EJERCICIO PROPUESTO 1>
Responde estas preguntas sobre el texto acerca de los mitos:
(a) ¿Con qué se construyen los mitos, según la primera oración?
(b) ¿Qué libro se leyó por obligación en la escuela?
(c) ¿De qué año era el invierno en que se vio el desfile desde detrás de las cortinas del living?
EJERCICIO PROPUESTO 2> Continúa, por favor, el texto sobre los mitos a partir de su última oración.

TEXTO PROPORCIONADO>

•••

28/4/11

Mitos

Por Mario Goloboff
Los mitos, como la gran literatura, se construyen con incertidumbres. Poca importancia tiene confirmar hoy que Moisés era tartamudo y, si lo era, porque guiada su mano por un ángel habría elegido el fuego antes que el oro en la mesa del Faraón, o que a Julio César le advirtieron, sin que él diera crédito a esos fieles consejos, que se cuidara muy bien de los Idus de marzo. Ninguna relevancia, para mujeres y hombres de nuestra tierra, y especialmente para los más jóvenes, que Evita tuviese el pelo verdaderamente negro o falsamente rubio o que antes de ser quien fue disputara cartel con actrices de primer orden, perdiendo casi siempre.
La lenta, involuntaria construcción del mito requiere de esas incongruencias; mejor aún, ellas parecen su más sólido cemento. La memoria de grandes acontecimientos lo perpetúa, y los pequeños son, siempre y misteriosamente, elementos que luego lo engrandecen. De una manera ilógica y casi demoníaca, todo obra en su favor. Por eso, los testimonios personales carecen casi de interés, y hasta uno mismo duda si lo que vivió fue bien vivido, si no se equivocó al juzgar, si la propia experiencia (que suele ser principio de autoridad y de verdad en otros casos) no traicionó, con su palpable y cruda reciedumbre, la más profunda validez de la leyenda.
En mi modesto caso, la vida me había preparado para rechazar los mitos de la época. Cómo no obturarlos si nací oyendo las voces, sí que crispadas, de un líder llamando a saltar las tranqueras, a romper las alambradas; si leí obligado en la escuela La razón de mi vida; si vi, un invierno del ’52, amparado tras las cortinas del living de mi acomodada casa paterna, en un anochecer y un desfile fantasmales, cómo lloraban solo las desposeídas, los pobres de mi pueblo natal.

•••

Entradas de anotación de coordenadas

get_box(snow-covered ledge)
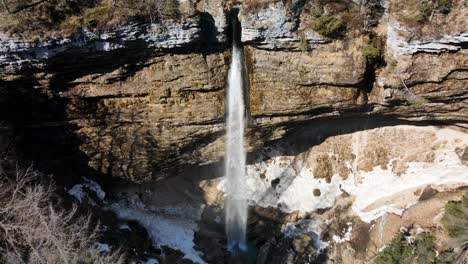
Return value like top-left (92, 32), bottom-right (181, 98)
top-left (387, 23), bottom-right (468, 55)
top-left (0, 21), bottom-right (201, 74)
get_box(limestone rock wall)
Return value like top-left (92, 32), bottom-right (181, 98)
top-left (0, 0), bottom-right (468, 182)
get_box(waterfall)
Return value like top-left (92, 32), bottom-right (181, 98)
top-left (225, 21), bottom-right (247, 251)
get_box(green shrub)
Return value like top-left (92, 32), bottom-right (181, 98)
top-left (416, 0), bottom-right (452, 23)
top-left (362, 36), bottom-right (383, 62)
top-left (414, 233), bottom-right (436, 264)
top-left (441, 193), bottom-right (468, 237)
top-left (375, 233), bottom-right (413, 264)
top-left (416, 1), bottom-right (434, 22)
top-left (313, 14), bottom-right (346, 38)
top-left (375, 233), bottom-right (454, 264)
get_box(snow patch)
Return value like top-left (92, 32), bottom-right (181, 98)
top-left (109, 203), bottom-right (205, 264)
top-left (222, 125), bottom-right (468, 223)
top-left (145, 258), bottom-right (159, 264)
top-left (281, 219), bottom-right (329, 250)
top-left (94, 242), bottom-right (110, 254)
top-left (68, 178), bottom-right (106, 203)
top-left (332, 223), bottom-right (353, 244)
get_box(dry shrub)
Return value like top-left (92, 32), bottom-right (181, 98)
top-left (242, 0), bottom-right (280, 12)
top-left (0, 164), bottom-right (124, 263)
top-left (0, 0), bottom-right (181, 38)
top-left (441, 192), bottom-right (468, 250)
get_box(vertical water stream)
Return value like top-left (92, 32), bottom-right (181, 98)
top-left (225, 11), bottom-right (247, 251)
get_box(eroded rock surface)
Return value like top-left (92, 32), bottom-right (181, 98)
top-left (0, 0), bottom-right (468, 182)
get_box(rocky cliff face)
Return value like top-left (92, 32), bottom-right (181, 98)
top-left (0, 0), bottom-right (468, 184)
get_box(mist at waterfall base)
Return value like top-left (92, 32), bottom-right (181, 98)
top-left (225, 37), bottom-right (247, 252)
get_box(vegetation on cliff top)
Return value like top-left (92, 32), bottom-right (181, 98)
top-left (375, 233), bottom-right (454, 264)
top-left (305, 0), bottom-right (382, 38)
top-left (0, 0), bottom-right (180, 37)
top-left (441, 192), bottom-right (468, 248)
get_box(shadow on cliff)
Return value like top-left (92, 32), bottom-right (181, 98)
top-left (0, 68), bottom-right (92, 185)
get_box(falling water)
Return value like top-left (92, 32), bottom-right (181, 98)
top-left (225, 20), bottom-right (247, 251)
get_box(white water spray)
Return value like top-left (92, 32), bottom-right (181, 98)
top-left (225, 33), bottom-right (247, 251)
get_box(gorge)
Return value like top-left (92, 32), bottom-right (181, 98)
top-left (0, 0), bottom-right (468, 264)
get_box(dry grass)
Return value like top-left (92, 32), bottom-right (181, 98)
top-left (0, 0), bottom-right (181, 38)
top-left (389, 0), bottom-right (468, 39)
top-left (441, 192), bottom-right (468, 250)
top-left (0, 162), bottom-right (124, 264)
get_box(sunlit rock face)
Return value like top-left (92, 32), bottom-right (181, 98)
top-left (232, 125), bottom-right (468, 222)
top-left (106, 122), bottom-right (468, 263)
top-left (0, 0), bottom-right (468, 182)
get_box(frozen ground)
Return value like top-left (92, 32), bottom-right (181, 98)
top-left (218, 125), bottom-right (468, 222)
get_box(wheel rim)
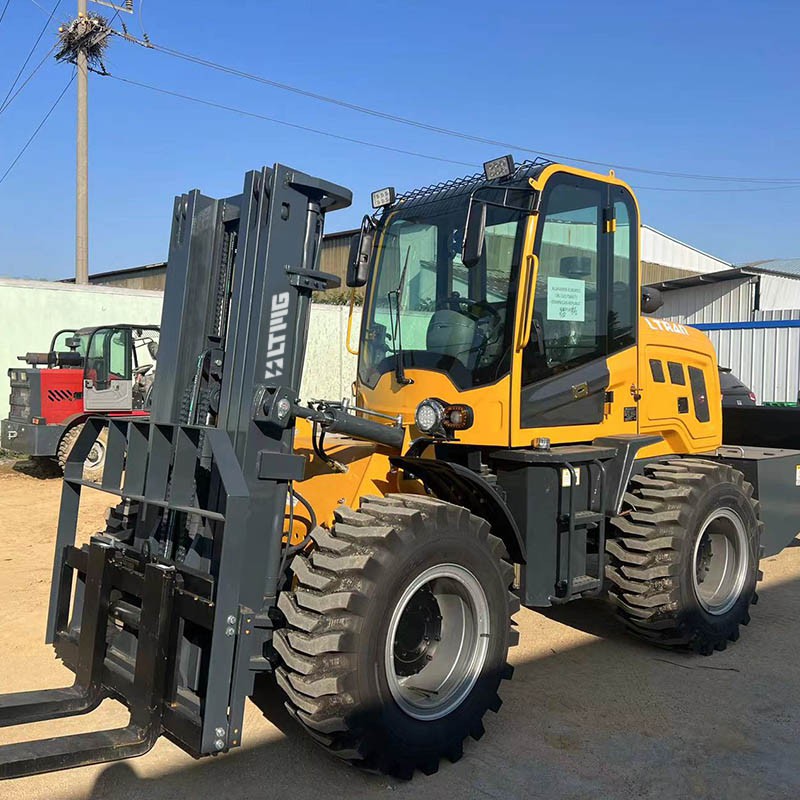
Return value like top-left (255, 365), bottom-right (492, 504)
top-left (384, 564), bottom-right (490, 720)
top-left (83, 439), bottom-right (106, 469)
top-left (692, 508), bottom-right (748, 616)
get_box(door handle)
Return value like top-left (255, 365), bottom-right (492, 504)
top-left (517, 255), bottom-right (538, 350)
top-left (572, 381), bottom-right (589, 400)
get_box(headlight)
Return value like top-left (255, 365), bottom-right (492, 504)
top-left (414, 400), bottom-right (444, 433)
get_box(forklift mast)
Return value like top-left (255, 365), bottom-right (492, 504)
top-left (0, 164), bottom-right (354, 778)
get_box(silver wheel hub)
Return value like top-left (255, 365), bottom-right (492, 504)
top-left (384, 564), bottom-right (491, 720)
top-left (692, 508), bottom-right (749, 616)
top-left (84, 440), bottom-right (106, 469)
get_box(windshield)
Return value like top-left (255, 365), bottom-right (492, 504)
top-left (359, 195), bottom-right (527, 389)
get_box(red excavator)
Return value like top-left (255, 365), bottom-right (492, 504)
top-left (0, 324), bottom-right (159, 475)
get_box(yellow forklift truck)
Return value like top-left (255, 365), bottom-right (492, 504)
top-left (0, 157), bottom-right (800, 777)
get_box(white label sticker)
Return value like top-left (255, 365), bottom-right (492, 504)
top-left (547, 278), bottom-right (586, 322)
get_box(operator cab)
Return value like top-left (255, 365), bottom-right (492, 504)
top-left (81, 325), bottom-right (159, 411)
top-left (348, 156), bottom-right (639, 446)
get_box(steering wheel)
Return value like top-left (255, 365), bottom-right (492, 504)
top-left (441, 295), bottom-right (503, 330)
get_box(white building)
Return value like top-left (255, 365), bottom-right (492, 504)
top-left (651, 259), bottom-right (800, 403)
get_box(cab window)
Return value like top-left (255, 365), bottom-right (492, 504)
top-left (523, 177), bottom-right (607, 383)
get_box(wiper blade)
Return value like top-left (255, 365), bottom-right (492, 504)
top-left (386, 245), bottom-right (414, 386)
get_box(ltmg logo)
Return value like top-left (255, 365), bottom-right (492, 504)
top-left (264, 292), bottom-right (289, 381)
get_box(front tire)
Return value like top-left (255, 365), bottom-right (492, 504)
top-left (606, 458), bottom-right (763, 655)
top-left (273, 495), bottom-right (519, 778)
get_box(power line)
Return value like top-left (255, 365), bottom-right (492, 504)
top-left (115, 32), bottom-right (800, 184)
top-left (0, 0), bottom-right (61, 109)
top-left (0, 73), bottom-right (75, 184)
top-left (106, 75), bottom-right (800, 193)
top-left (0, 0), bottom-right (11, 28)
top-left (107, 75), bottom-right (480, 167)
top-left (633, 183), bottom-right (800, 194)
top-left (0, 44), bottom-right (58, 114)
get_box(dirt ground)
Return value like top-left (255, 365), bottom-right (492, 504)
top-left (0, 464), bottom-right (800, 800)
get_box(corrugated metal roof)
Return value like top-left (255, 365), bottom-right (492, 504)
top-left (745, 258), bottom-right (800, 278)
top-left (650, 266), bottom-right (800, 292)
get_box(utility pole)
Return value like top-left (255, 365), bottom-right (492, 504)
top-left (75, 0), bottom-right (89, 283)
top-left (56, 0), bottom-right (133, 283)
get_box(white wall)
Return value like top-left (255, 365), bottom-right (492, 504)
top-left (0, 279), bottom-right (361, 419)
top-left (759, 275), bottom-right (800, 310)
top-left (0, 278), bottom-right (163, 419)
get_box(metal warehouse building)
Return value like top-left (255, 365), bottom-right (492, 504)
top-left (65, 225), bottom-right (731, 295)
top-left (651, 259), bottom-right (800, 403)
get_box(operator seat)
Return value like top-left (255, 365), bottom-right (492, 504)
top-left (425, 308), bottom-right (477, 369)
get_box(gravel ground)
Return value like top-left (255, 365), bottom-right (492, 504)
top-left (0, 464), bottom-right (800, 800)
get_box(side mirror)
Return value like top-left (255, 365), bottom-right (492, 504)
top-left (461, 198), bottom-right (486, 269)
top-left (642, 286), bottom-right (664, 314)
top-left (345, 216), bottom-right (375, 289)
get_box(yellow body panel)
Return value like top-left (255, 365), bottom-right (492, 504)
top-left (638, 317), bottom-right (722, 457)
top-left (287, 420), bottom-right (423, 543)
top-left (356, 369), bottom-right (511, 447)
top-left (511, 347), bottom-right (638, 447)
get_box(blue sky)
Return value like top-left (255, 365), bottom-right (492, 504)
top-left (0, 0), bottom-right (800, 278)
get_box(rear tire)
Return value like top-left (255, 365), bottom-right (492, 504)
top-left (56, 423), bottom-right (108, 481)
top-left (606, 458), bottom-right (763, 655)
top-left (273, 495), bottom-right (519, 778)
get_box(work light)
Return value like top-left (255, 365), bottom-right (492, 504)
top-left (372, 186), bottom-right (395, 208)
top-left (483, 156), bottom-right (515, 181)
top-left (414, 399), bottom-right (444, 433)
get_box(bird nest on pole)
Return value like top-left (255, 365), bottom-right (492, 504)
top-left (56, 14), bottom-right (111, 75)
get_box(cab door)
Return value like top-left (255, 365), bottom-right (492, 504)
top-left (514, 171), bottom-right (638, 446)
top-left (83, 328), bottom-right (133, 411)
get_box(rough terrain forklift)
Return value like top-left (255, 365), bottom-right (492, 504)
top-left (0, 158), bottom-right (800, 777)
top-left (0, 324), bottom-right (158, 480)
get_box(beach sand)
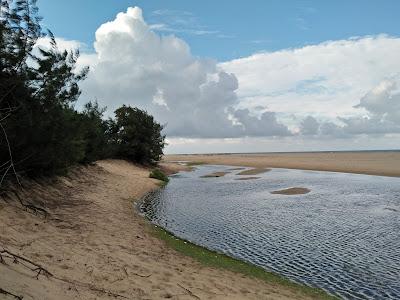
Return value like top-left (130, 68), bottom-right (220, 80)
top-left (164, 152), bottom-right (400, 177)
top-left (0, 160), bottom-right (318, 300)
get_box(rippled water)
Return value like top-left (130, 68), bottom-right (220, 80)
top-left (141, 166), bottom-right (400, 299)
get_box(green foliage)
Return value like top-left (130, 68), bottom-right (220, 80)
top-left (0, 0), bottom-right (164, 187)
top-left (149, 169), bottom-right (169, 183)
top-left (109, 105), bottom-right (165, 164)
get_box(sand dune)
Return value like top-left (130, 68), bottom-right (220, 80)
top-left (0, 160), bottom-right (322, 300)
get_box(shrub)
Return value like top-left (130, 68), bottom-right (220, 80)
top-left (149, 169), bottom-right (169, 182)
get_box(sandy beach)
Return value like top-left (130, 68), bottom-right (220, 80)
top-left (0, 157), bottom-right (326, 300)
top-left (164, 152), bottom-right (400, 177)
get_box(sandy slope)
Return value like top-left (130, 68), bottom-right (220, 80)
top-left (164, 152), bottom-right (400, 177)
top-left (0, 160), bottom-right (318, 300)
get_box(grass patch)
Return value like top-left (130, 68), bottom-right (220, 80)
top-left (153, 226), bottom-right (338, 299)
top-left (149, 169), bottom-right (169, 185)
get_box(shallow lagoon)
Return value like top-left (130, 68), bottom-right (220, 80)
top-left (141, 166), bottom-right (400, 299)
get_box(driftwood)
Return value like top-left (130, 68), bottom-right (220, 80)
top-left (0, 248), bottom-right (53, 279)
top-left (0, 248), bottom-right (128, 300)
top-left (54, 276), bottom-right (129, 299)
top-left (0, 288), bottom-right (24, 300)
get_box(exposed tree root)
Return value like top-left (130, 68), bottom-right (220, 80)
top-left (0, 288), bottom-right (24, 300)
top-left (0, 248), bottom-right (53, 279)
top-left (177, 283), bottom-right (200, 300)
top-left (54, 276), bottom-right (129, 299)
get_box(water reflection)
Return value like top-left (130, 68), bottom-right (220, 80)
top-left (141, 166), bottom-right (400, 299)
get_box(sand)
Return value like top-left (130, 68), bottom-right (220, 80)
top-left (201, 172), bottom-right (229, 178)
top-left (0, 160), bottom-right (318, 300)
top-left (236, 169), bottom-right (271, 175)
top-left (164, 152), bottom-right (400, 177)
top-left (235, 176), bottom-right (261, 180)
top-left (271, 187), bottom-right (311, 195)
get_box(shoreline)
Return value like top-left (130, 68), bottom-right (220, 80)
top-left (163, 151), bottom-right (400, 177)
top-left (0, 160), bottom-right (327, 300)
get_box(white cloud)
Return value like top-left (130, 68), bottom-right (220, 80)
top-left (82, 7), bottom-right (289, 138)
top-left (219, 35), bottom-right (400, 120)
top-left (58, 7), bottom-right (400, 149)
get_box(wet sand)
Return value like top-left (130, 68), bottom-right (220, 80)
top-left (271, 187), bottom-right (311, 195)
top-left (164, 152), bottom-right (400, 177)
top-left (0, 160), bottom-right (322, 300)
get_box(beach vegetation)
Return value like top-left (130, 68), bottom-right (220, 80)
top-left (149, 168), bottom-right (169, 183)
top-left (0, 0), bottom-right (165, 187)
top-left (151, 225), bottom-right (338, 300)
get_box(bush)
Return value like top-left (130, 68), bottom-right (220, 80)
top-left (149, 169), bottom-right (169, 182)
top-left (108, 105), bottom-right (165, 164)
top-left (0, 0), bottom-right (168, 188)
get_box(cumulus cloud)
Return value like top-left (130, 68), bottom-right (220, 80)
top-left (82, 7), bottom-right (289, 138)
top-left (219, 35), bottom-right (400, 121)
top-left (300, 79), bottom-right (400, 137)
top-left (68, 7), bottom-right (400, 144)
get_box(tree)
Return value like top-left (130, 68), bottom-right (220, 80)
top-left (0, 0), bottom-right (88, 178)
top-left (109, 105), bottom-right (165, 164)
top-left (80, 101), bottom-right (111, 163)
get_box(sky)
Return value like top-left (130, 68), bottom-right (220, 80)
top-left (38, 0), bottom-right (400, 153)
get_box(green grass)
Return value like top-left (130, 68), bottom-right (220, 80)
top-left (149, 169), bottom-right (169, 185)
top-left (152, 225), bottom-right (338, 299)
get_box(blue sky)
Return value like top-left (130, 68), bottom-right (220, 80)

•••

RESPUESTA 1>
(a) Con incertidumbres.
(b) La razón de mi vida.
(c) Del ’52.

RESPUESTA 2>
No llegué a olvidar tampoco que una mañana de años antes, casi recién venido, había despertado y llegado a la galería cubierta y que mi abuelo tenía entre sus manos un diario de grandes dimensiones o que, acaso para mi humilde estatura, yo veía tan grande. Ha terminado la guerra, dijo alguien que no recuerdo quién, pero recuerdo indeleblemente que lo dijo. Vi que todos lloraban y que alzaban las copas y cantaban. Habían salvado sus vidas, nos habían salvado.
Sé pues, cuando muy niño, algo de lo que fue la guerra en Europa y la matanza de judíos. Soy apenas un chiquitín, pero ya sé (en fin, creo saber) quién fue Hitler y quiénes Roosevelt y Montgomery. Y los por entonces gloriosos Charles de Gaulle y Winston Churchill, y hasta Stalin. Sé (ya que todavía lo voceaban mis hermanos mayores) que Miaja sí y Franco no. Sé también, porque alcancé a deletrearlo sobre unos volantitos adheridos quizá provocativamente en las puertas del negocio familiar, que “Braden o Perón” (¿o fueron mis hermanos quienes lo deletrearon para contármelo después?). Sé de la guerra, sé de los buenos y de los malos, sé de la patria y de la antipatria. Sé de tantas cosas que un niño, en un país y un mundo corrientes, no debiera, corrientemente, todavía saber...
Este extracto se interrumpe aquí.